#### [Exercise]
Here are records with pictures in them. Copy all of them exactly and leave the pictures out.

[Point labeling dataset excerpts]
▽

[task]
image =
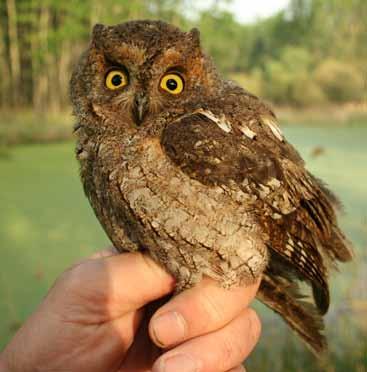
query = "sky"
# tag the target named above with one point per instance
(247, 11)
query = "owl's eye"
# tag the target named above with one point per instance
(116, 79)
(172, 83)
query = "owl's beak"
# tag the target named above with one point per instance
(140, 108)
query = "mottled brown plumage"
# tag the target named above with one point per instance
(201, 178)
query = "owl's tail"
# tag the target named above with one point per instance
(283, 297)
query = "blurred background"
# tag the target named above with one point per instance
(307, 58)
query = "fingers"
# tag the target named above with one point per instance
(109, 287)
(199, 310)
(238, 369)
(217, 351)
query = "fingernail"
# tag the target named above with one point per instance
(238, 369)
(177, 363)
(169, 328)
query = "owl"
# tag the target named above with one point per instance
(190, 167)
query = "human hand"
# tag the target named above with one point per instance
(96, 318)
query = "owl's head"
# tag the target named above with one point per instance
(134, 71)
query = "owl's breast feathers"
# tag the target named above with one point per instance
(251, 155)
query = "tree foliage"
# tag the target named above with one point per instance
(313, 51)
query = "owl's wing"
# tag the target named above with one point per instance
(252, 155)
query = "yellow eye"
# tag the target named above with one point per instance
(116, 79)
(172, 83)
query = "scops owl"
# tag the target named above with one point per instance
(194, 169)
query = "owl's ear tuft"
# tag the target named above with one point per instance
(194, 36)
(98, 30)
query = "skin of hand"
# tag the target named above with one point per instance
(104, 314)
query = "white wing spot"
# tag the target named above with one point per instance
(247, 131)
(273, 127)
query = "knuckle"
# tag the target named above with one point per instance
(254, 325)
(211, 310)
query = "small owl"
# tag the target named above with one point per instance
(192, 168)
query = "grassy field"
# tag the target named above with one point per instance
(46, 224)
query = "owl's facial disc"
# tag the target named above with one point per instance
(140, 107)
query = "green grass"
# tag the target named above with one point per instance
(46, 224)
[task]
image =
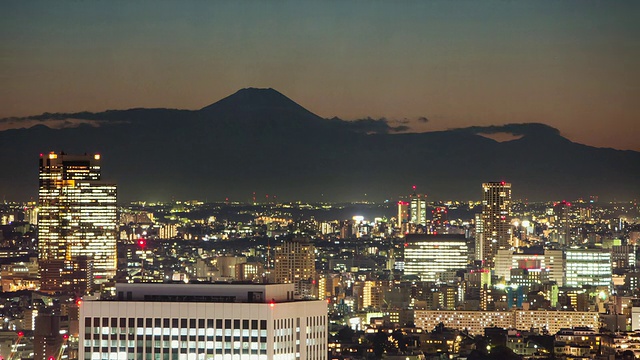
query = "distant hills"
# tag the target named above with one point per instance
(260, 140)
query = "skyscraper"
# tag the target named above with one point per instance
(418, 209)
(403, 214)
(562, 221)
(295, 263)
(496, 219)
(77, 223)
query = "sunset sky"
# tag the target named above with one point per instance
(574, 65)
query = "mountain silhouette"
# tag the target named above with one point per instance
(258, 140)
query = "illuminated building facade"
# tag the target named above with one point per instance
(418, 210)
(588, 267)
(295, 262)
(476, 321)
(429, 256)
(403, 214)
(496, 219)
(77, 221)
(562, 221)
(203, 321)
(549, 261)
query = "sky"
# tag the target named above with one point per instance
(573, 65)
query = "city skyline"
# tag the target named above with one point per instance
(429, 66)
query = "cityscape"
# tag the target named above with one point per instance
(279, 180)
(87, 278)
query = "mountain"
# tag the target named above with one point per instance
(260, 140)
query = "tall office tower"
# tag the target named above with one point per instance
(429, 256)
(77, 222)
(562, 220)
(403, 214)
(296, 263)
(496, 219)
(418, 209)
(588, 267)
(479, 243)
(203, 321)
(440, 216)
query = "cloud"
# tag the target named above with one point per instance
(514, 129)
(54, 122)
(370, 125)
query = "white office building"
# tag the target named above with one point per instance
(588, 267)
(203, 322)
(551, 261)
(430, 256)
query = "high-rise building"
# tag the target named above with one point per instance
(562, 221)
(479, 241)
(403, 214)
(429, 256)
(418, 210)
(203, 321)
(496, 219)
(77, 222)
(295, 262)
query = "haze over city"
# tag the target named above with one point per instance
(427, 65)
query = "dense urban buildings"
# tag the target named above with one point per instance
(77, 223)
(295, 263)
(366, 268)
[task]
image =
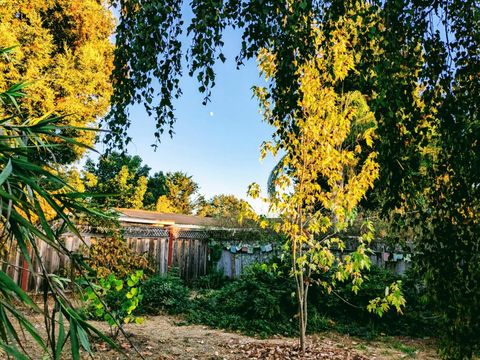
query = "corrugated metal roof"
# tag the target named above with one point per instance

△

#### [Expected output]
[task]
image =
query = "sky"
# tag the target named above with one point per instance
(247, 11)
query = "owl's eye"
# tag the target named above with one point per instance
(116, 79)
(172, 83)
query = "owl's beak"
# tag the target named above with one point per instance
(140, 108)
query = "mottled brown plumage"
# tag the target named above with one point per instance
(201, 178)
query = "owl's tail"
# tag the target named above with one point per instance
(283, 297)
query = "blurred background"
# tag the target named above with one point per instance
(307, 58)
query = "fingers"
# tag the target named above with one point per instance
(109, 287)
(199, 310)
(238, 369)
(217, 351)
query = "fingernail"
# tag the target named above with one point per instance
(238, 369)
(177, 363)
(169, 328)
query = "owl"
# tag the target named above with one point per instance
(190, 167)
query = "human hand"
# tag the target named above with one point per instance
(96, 318)
query = "owl's head"
# tag the target named above with one point per instance
(134, 71)
query = "owl's breast feathers"
# tag the target named above with one point per instance
(251, 155)
query = "tree foliage"
# tag the target named above with one point per instance
(313, 51)
query = "owl's wing"
# tag the target named above with one point per instance
(252, 155)
query = "yellow eye"
# tag the target named above with one point per instance
(116, 79)
(172, 83)
query = "scops owl"
# tag the target named above with one point per instance
(194, 169)
query = "owl's ear tuft"
# tag the target named above with one point per instance
(194, 36)
(98, 30)
query = "skin of hand"
# tag the target named above with one point per instance
(104, 314)
query = "white wing spot"
# tag the target named above with one point per instance
(247, 131)
(273, 127)
query = "knuckle"
# tag the target named above with one point per instance
(254, 325)
(211, 310)
query = "small owl"
# tag the target named above with one point per instance
(192, 168)
query = "grassy field"
# tag the target named above with one point per instance
(46, 224)
query = "owl's facial disc"
# tag the target named above with one point per instance
(140, 107)
query = "green grass"
# tag the target named above with one point per instance
(46, 224)
[task]
image =
query = "distant hills"
# tag the target named above with one point per instance
(260, 140)
query = "skyscraper"
# tag the target named above with one point per instance
(418, 209)
(403, 214)
(562, 221)
(295, 263)
(496, 219)
(77, 223)
query = "sunset sky"
# tag the target named above with one point per instance
(574, 65)
query = "mountain silhouette"
# tag the target named above with one point per instance
(258, 140)
query = "illuminated building facade"
# tag the target named above with one point per instance
(418, 210)
(588, 267)
(295, 262)
(476, 321)
(429, 256)
(403, 214)
(496, 219)
(77, 221)
(562, 221)
(203, 321)
(549, 261)
query = "sky"
# tag the target named above with one point per instance
(573, 65)
query = "city skyline"
# tag the target named above with one point per instance
(429, 66)
query = "cityscape"
# tag the target named above with one point per instance
(279, 180)
(87, 278)
query = "mountain"
# tag the target named above with one point per instance
(260, 140)
query = "tall office tower"
# tag the target named above with one point per instance
(429, 256)
(77, 222)
(562, 220)
(403, 214)
(296, 263)
(496, 219)
(418, 209)
(588, 267)
(479, 243)
(203, 321)
(440, 216)
query = "cloud"
# tag the target named above with one point per instance
(514, 129)
(54, 122)
(370, 125)
query = "white office building"
# tag the target named above with one point per instance
(588, 267)
(203, 322)
(551, 261)
(430, 256)
query = "high-rise building"
# tag the target named above with one point per instance
(562, 221)
(479, 241)
(403, 214)
(429, 256)
(418, 210)
(203, 321)
(496, 219)
(77, 222)
(295, 262)
query = "haze over city"
# tag the target named above with one point per instance
(427, 65)
query = "dense urban buildings"
# tag the target named above with one point per instance
(77, 223)
(295, 263)
(366, 268)
[task]
image =
query = "corrugated metal roof"
# tag the target named above with one point per instance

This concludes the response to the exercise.